▶ _Your instructions_:
In the entries that follow, find every line containing "instance" and copy it.

── Exercise data ──

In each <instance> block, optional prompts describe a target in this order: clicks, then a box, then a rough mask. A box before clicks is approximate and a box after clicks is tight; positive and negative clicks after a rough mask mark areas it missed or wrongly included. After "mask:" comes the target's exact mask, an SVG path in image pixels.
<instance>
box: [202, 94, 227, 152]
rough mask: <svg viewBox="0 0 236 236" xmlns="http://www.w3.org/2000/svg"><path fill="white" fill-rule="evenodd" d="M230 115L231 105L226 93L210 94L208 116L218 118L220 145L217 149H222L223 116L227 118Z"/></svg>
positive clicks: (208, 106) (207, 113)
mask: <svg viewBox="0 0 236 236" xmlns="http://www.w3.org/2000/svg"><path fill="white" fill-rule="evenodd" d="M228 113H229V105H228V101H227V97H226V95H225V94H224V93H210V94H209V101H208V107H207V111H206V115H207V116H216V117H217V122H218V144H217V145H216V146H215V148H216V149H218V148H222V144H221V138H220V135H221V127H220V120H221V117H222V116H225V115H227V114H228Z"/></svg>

───

▶ _Exercise answer_:
In each <instance> block, optional prompts describe a target in this order: clicks, then a box, then a rough mask. A box before clicks is approximate and a box after clicks is tight; positive and negative clicks after a rough mask mark areas it missed or wrongly included. After "mask:" comes the target's exact mask, an SVG path in image pixels.
<instance>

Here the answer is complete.